- [Text shown]

────────

FDA warns about serious risks and death when combining opioid pain or cough medicines with benzodiazepines.

31 Aug 2016

Opioids are powerful prescription medicines that can help manage pain when other treatments and medicines cannot be taken or are not able to provide enough pain relief. Benzodiazepines are a class of medicines that are widely used to treat conditions including anxiety, insomnia, and seizures.

FDA review has found that the growing combined use of opioid medicines with benzodiazepines or other drugs that depress the central nervous system (CNS) has resulted in serious side effects, including slowed or difficult breathing and deaths. 

Opioids are used to treat pain and cough; benzodiazepines are used to treat anxiety, insomnia, and seizures. In an effort to decrease the use of opioids and benzodiazepines, or opioids and other CNS depressants, together, FDA is adding Boxed Warnings, our strongest warnings, to the drug labeling of prescription opioid pain and prescription opioid cough medicines, and benzodiazepines.

Health care professionals should limit prescribing opioid pain medicines with benzodiazepines or other CNS depressants only to patients for whom alternative treatment options are inadequate.

  • If these medicines are prescribed together, limit the dosages and duration of each drug to the minimum possible while achieving the desired clinical effect.
  • Warn patients and caregivers about the risks of slowed or difficult breathing and/or sedation, and the associated signs and symptoms.

────────

- [Extracted records]
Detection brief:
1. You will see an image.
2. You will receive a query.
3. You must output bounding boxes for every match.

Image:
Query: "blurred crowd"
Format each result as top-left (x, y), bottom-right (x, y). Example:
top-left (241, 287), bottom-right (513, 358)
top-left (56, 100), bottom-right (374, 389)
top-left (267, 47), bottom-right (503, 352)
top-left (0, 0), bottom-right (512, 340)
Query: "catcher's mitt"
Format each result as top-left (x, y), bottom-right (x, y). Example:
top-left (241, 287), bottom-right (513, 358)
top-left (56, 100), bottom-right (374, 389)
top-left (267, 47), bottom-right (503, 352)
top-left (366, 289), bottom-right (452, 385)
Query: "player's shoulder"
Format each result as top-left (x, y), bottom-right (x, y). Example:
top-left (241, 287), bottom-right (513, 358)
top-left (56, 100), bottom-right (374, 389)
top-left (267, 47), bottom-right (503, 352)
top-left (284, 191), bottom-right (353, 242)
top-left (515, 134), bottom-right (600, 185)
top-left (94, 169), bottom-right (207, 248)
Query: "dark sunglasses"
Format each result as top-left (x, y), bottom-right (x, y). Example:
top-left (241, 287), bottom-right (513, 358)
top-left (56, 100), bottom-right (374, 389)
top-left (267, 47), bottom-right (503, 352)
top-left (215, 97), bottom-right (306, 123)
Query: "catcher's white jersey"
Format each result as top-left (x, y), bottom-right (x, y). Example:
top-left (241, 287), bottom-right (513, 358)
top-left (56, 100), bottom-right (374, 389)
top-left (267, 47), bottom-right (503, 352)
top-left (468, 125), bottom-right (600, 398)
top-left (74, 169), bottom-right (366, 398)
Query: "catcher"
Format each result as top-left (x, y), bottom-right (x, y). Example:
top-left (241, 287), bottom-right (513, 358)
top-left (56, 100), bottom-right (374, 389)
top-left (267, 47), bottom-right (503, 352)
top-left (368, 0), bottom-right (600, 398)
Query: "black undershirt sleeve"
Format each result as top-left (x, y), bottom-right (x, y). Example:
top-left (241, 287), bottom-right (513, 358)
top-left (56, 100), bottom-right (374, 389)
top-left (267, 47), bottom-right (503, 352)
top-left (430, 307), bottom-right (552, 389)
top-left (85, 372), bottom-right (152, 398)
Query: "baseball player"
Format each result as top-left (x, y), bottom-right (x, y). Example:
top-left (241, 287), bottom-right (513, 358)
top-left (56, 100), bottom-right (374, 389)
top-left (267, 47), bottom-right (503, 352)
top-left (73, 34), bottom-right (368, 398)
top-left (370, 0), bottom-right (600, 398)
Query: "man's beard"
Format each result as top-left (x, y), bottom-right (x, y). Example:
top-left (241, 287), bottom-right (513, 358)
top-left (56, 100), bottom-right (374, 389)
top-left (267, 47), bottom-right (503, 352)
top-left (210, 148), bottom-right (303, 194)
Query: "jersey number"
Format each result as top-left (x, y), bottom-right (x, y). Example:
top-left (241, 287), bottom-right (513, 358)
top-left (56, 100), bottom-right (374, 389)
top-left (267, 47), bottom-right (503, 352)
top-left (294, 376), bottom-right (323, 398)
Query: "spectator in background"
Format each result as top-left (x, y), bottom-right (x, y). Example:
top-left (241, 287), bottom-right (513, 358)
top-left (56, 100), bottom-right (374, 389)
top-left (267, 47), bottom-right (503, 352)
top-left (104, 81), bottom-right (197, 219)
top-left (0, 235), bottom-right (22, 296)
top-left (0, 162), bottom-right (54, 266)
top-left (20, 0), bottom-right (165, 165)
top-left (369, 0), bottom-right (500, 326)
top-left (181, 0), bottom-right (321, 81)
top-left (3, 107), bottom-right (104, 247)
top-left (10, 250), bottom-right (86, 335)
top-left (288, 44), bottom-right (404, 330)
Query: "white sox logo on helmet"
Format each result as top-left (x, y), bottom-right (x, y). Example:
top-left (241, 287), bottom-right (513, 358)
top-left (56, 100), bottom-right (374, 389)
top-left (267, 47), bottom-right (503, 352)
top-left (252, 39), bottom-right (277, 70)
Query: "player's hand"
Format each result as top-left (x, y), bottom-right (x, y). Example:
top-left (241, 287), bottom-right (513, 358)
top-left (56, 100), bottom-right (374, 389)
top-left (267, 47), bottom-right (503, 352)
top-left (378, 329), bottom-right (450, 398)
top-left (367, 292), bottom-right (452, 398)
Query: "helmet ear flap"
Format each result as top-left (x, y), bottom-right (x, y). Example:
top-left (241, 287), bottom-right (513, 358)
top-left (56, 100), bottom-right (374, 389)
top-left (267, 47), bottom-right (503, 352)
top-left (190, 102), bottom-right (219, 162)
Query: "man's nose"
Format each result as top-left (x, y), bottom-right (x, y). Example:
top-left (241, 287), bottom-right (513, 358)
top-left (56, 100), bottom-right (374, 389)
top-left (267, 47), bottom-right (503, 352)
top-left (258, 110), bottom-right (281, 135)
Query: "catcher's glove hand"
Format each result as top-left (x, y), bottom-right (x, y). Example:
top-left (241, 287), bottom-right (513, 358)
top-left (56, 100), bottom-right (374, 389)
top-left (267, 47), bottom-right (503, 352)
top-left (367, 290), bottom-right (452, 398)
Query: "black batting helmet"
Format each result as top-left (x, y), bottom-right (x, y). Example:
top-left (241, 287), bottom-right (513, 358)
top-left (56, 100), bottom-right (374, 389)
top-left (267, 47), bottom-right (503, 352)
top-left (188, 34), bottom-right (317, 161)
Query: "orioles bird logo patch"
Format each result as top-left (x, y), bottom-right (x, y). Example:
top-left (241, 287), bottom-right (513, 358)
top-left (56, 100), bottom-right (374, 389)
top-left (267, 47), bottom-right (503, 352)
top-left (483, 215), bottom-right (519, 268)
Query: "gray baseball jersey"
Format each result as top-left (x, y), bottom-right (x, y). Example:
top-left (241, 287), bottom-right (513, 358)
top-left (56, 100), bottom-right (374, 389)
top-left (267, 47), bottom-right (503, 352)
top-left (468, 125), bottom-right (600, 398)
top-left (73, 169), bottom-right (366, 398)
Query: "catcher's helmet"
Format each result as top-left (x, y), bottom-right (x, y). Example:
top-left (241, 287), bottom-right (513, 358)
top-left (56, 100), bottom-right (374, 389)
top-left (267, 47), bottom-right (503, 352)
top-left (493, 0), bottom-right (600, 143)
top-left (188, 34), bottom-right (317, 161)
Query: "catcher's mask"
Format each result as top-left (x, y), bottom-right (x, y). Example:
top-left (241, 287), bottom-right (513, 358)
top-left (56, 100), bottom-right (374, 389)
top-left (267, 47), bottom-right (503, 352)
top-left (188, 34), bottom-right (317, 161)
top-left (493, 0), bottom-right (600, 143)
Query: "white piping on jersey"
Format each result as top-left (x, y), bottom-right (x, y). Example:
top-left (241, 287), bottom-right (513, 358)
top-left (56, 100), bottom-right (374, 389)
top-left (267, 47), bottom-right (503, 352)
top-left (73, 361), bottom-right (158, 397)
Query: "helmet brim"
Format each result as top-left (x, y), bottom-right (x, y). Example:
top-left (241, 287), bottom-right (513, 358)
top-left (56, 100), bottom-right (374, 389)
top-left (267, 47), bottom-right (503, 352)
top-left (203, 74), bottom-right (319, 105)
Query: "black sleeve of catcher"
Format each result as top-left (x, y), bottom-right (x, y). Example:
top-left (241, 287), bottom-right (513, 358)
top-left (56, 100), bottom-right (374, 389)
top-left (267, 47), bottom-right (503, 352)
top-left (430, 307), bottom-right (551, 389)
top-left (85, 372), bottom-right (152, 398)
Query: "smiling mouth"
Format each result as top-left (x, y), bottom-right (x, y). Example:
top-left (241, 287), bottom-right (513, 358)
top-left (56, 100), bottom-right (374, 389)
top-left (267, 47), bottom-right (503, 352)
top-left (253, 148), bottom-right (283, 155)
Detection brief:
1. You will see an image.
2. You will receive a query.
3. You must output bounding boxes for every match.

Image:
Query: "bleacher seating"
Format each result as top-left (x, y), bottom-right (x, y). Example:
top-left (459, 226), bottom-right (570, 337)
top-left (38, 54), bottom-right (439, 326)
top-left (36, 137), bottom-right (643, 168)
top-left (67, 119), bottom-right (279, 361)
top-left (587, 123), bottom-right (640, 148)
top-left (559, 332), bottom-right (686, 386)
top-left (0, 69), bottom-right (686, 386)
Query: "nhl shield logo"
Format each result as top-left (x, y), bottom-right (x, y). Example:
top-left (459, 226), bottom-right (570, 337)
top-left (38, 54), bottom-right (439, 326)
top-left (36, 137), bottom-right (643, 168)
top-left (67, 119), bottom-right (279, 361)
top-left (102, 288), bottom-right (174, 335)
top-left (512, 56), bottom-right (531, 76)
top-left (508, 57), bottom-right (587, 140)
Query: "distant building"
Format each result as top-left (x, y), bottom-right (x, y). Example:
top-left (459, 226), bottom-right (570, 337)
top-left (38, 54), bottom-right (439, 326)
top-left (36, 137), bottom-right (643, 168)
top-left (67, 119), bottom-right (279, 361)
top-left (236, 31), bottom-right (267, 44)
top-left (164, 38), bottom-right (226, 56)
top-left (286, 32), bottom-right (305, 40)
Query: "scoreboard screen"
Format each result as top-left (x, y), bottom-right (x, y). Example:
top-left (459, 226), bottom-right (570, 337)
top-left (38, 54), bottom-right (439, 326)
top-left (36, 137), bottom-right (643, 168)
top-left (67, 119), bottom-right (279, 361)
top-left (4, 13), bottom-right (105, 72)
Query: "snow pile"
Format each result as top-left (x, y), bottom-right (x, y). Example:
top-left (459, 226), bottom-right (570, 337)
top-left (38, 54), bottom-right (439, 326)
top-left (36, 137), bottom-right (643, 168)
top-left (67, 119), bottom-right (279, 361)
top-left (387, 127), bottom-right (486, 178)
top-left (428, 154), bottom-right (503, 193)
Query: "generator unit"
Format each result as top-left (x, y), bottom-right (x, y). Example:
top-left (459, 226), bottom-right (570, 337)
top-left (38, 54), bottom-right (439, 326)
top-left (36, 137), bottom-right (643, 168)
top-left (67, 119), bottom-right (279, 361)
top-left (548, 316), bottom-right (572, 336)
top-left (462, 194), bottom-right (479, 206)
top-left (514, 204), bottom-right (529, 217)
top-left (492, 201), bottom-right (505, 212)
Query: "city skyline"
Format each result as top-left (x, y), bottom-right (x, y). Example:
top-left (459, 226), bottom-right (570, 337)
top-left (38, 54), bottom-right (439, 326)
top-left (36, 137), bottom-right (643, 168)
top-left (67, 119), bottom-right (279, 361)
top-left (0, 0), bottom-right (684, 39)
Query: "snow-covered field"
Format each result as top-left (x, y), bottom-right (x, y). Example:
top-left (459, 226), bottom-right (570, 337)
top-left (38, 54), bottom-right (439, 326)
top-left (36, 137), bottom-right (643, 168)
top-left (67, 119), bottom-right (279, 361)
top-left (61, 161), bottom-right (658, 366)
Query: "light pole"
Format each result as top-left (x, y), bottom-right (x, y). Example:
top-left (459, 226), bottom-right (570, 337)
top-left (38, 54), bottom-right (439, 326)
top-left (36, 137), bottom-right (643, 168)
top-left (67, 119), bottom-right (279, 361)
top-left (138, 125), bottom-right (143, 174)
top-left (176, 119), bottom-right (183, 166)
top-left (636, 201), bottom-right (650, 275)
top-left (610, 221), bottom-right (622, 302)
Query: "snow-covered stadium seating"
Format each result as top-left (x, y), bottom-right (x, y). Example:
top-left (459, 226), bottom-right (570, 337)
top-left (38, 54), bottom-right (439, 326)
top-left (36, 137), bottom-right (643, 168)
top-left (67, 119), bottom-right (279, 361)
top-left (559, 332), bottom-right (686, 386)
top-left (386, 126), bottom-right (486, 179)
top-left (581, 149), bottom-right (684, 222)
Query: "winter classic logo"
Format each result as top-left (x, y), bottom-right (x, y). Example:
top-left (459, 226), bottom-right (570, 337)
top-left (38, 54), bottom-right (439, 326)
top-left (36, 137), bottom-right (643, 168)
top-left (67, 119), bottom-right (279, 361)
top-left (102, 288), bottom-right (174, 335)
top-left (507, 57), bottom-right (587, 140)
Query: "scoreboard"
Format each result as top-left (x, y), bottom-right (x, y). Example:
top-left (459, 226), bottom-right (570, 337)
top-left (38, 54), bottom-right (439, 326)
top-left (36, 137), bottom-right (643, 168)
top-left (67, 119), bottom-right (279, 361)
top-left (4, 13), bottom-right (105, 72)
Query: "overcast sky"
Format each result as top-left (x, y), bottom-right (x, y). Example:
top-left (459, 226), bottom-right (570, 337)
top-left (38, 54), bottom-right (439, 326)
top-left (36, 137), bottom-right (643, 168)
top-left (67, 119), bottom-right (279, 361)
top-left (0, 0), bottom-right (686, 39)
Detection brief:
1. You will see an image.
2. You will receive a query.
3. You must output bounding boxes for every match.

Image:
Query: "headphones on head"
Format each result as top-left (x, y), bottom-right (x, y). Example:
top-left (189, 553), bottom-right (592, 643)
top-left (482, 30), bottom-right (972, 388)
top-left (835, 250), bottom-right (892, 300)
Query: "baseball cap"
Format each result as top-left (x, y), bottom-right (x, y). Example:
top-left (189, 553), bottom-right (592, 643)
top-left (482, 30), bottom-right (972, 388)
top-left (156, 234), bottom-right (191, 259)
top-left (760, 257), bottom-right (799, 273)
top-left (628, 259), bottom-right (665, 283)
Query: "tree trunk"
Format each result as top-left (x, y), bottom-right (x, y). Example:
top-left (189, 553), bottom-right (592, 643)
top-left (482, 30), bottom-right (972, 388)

────────

- [Task requirements]
A - In the FDA warning, which conditions are benzodiazepines said to treat?
B - Extend the FDA warning on combining opioids with benzodiazepines, picking up right after its final sentence.
None of the data is needed here.

- [Responses by item number]
A - Anxiety, insomnia, and seizures.

B -
  • Avoid prescribing prescription opioid cough medicines for patients taking benzodiazepines or other CNS depressants, including alcohol.

Patients taking opioids with benzodiazepines, other CNS depressant medicines, or alcohol, and caregivers of these patients, should seek medical attention immediately if they or someone they are caring for experiences symptoms of unusual dizziness or lightheadedness, extreme sleepiness, slowed or difficult breathing, or unresponsiveness.

Unresponsiveness means that the person doesn’t answer or react normally or you can’t wake them up. Talk with your health care professional if you have questions or concerns about taking opioids or benzodiazepines

 

Based on these data, FDA is requiring several changes to reflect these risks in the opioid and benzodiazepine labeling, and new or revised patient Medication Guides. These changes include the new Boxed Warnings and revisions to the Warnings and Precautions, Drug Interactions, and Patient Counseling Information sections of the labeling.